--- DATA TO USE ---

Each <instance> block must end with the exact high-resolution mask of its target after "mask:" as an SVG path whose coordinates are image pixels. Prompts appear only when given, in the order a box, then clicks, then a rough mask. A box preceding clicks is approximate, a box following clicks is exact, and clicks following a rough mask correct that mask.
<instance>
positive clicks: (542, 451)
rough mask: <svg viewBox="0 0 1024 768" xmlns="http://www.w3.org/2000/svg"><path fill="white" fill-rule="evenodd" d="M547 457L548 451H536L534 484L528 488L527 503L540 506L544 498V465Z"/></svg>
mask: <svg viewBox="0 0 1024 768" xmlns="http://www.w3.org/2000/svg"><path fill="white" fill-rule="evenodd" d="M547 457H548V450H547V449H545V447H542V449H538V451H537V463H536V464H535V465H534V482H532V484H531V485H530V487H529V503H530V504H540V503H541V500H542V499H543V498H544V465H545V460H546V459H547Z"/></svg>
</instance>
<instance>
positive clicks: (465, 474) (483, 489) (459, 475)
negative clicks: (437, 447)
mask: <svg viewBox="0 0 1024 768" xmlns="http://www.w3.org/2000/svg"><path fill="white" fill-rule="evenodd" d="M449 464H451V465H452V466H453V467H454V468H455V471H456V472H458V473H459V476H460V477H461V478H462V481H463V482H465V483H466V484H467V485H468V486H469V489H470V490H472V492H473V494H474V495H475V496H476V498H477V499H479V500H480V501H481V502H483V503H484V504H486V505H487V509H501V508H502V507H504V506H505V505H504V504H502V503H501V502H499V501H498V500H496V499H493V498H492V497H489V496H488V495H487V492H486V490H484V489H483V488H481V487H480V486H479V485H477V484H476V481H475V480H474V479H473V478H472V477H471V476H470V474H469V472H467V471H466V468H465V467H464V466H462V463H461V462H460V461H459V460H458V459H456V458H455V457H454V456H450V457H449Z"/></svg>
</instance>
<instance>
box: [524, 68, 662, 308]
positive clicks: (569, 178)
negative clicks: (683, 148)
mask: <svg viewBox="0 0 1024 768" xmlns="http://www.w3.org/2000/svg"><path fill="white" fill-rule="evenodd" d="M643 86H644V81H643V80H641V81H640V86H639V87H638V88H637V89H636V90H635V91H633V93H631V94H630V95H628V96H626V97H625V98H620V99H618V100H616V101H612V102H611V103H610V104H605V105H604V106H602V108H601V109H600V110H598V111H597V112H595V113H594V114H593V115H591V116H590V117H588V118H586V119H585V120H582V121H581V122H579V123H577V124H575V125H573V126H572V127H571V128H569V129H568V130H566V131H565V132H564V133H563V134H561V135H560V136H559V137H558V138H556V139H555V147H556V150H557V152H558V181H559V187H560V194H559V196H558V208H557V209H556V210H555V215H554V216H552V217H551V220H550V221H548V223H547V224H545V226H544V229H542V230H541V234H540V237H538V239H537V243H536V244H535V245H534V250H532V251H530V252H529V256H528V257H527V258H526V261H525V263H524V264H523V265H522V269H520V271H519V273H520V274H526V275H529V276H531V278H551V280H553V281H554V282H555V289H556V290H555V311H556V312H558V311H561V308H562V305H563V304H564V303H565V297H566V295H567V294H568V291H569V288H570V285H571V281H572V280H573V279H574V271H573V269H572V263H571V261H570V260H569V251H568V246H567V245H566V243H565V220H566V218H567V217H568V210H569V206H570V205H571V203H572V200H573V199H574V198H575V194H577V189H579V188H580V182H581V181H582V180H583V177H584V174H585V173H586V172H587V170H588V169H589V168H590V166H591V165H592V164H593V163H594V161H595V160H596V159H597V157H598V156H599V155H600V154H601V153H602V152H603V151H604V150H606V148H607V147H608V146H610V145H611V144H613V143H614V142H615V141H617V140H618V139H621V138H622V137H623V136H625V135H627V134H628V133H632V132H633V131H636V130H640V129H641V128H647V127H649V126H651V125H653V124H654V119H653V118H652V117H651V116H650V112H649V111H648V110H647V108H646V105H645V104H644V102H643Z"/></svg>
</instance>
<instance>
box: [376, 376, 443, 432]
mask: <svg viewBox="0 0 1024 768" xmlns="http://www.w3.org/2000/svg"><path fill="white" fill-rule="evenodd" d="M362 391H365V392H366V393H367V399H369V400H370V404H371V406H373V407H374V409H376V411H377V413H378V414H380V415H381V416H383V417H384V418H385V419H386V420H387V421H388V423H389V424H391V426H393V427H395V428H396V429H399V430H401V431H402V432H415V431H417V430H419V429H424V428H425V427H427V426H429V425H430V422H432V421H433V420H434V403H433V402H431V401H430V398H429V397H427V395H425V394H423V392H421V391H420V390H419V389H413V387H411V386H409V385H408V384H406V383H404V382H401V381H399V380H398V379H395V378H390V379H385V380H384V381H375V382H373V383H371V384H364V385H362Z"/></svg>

---

#### [AIM OF THE TASK]
Please rewrite all of the data above, changing every "positive clicks" to "foreground clicks" and leaving everything else unchanged.

#### [SOLUTION BELOW]
Each <instance> block must end with the exact high-resolution mask of its target after "mask:" as an SVG path whose coordinates are image pixels. Prompts appear only when given, in the order a box, then clicks, then a rough mask. A box preceding clicks is approximate, a box following clicks is exact, and clicks following a rough mask correct that mask.
<instance>
foreground clicks: (542, 451)
rough mask: <svg viewBox="0 0 1024 768" xmlns="http://www.w3.org/2000/svg"><path fill="white" fill-rule="evenodd" d="M547 457L548 451H536L534 484L528 488L527 503L540 506L544 498V465Z"/></svg>
mask: <svg viewBox="0 0 1024 768" xmlns="http://www.w3.org/2000/svg"><path fill="white" fill-rule="evenodd" d="M547 457H548V450H547V449H545V447H542V449H538V451H537V463H536V464H535V465H534V482H532V484H531V485H530V487H529V503H530V504H540V503H541V500H542V499H543V498H544V465H545V460H546V459H547Z"/></svg>
</instance>
<instance>
foreground clicks: (465, 474) (483, 489) (459, 475)
negative clicks: (437, 447)
mask: <svg viewBox="0 0 1024 768" xmlns="http://www.w3.org/2000/svg"><path fill="white" fill-rule="evenodd" d="M449 464H451V465H452V466H453V467H454V468H455V471H456V472H458V473H459V476H460V477H461V478H462V481H463V482H465V483H466V484H467V485H468V486H469V489H470V490H472V492H473V494H474V495H475V496H476V498H477V499H479V500H480V501H481V502H483V503H484V504H486V505H487V509H501V508H502V507H504V506H505V505H504V504H502V503H501V502H499V501H498V500H496V499H493V498H492V497H489V496H488V495H487V492H486V490H484V489H483V488H481V487H480V486H479V485H477V484H476V481H475V480H474V479H473V478H472V477H471V476H470V474H469V472H467V471H466V468H465V467H464V466H462V463H461V462H460V461H459V460H458V459H456V458H455V457H454V456H450V457H449Z"/></svg>
</instance>
<instance>
box: [524, 68, 662, 308]
foreground clicks: (569, 178)
negative clicks: (683, 148)
mask: <svg viewBox="0 0 1024 768" xmlns="http://www.w3.org/2000/svg"><path fill="white" fill-rule="evenodd" d="M643 86H644V81H643V80H641V81H640V86H639V87H638V88H637V89H636V90H635V91H633V93H631V94H630V95H628V96H626V97H625V98H620V99H618V100H616V101H612V102H611V103H610V104H605V105H604V106H602V108H601V109H600V110H598V111H597V112H595V113H594V114H593V115H591V116H590V117H588V118H586V119H585V120H582V121H581V122H579V123H577V124H575V125H573V126H572V127H571V128H569V129H568V130H566V131H565V132H564V133H563V134H561V135H560V136H559V137H558V138H556V139H555V147H556V150H557V152H558V181H559V187H560V194H559V196H558V208H557V209H556V210H555V215H554V216H552V217H551V220H550V221H548V223H547V224H545V226H544V229H542V230H541V234H540V237H538V239H537V243H536V244H535V245H534V250H532V251H530V252H529V256H528V257H527V258H526V261H525V263H524V264H523V265H522V269H520V271H519V273H520V274H526V275H529V276H531V278H551V280H553V281H554V282H555V289H556V290H555V311H556V312H558V311H561V308H562V305H563V304H564V303H565V297H566V295H567V294H568V291H569V288H570V285H571V281H572V280H573V279H574V271H573V269H572V263H571V261H570V260H569V251H568V246H567V245H566V243H565V220H566V218H567V217H568V210H569V206H570V205H571V203H572V200H573V199H574V198H575V194H577V189H579V188H580V182H581V181H582V180H583V177H584V174H585V173H586V172H587V170H588V169H589V168H590V166H591V165H592V164H593V163H594V161H595V160H596V159H597V157H598V156H599V155H600V154H601V153H602V152H603V151H604V150H606V148H607V147H608V146H610V145H611V144H613V143H614V142H615V141H617V140H618V139H621V138H622V137H623V136H625V135H627V134H628V133H632V132H633V131H636V130H640V129H641V128H647V127H649V126H651V125H653V124H654V119H653V118H652V117H651V116H650V112H649V111H648V110H647V108H646V105H645V104H644V102H643Z"/></svg>
</instance>
<instance>
box: [376, 376, 443, 432]
mask: <svg viewBox="0 0 1024 768" xmlns="http://www.w3.org/2000/svg"><path fill="white" fill-rule="evenodd" d="M362 391H365V392H366V393H367V399H369V400H370V404H371V406H373V407H374V409H376V411H377V413H378V414H380V415H381V416H383V417H384V418H385V419H386V420H387V421H388V423H389V424H391V426H393V427H395V428H396V429H399V430H401V431H402V432H415V431H417V430H419V429H424V428H425V427H427V426H429V425H430V422H432V421H433V420H434V403H433V402H431V401H430V398H429V397H427V395H425V394H423V392H421V391H420V390H419V389H413V387H411V386H409V385H408V384H406V383H404V382H401V381H399V380H398V379H395V378H390V379H385V380H384V381H375V382H373V383H371V384H364V385H362Z"/></svg>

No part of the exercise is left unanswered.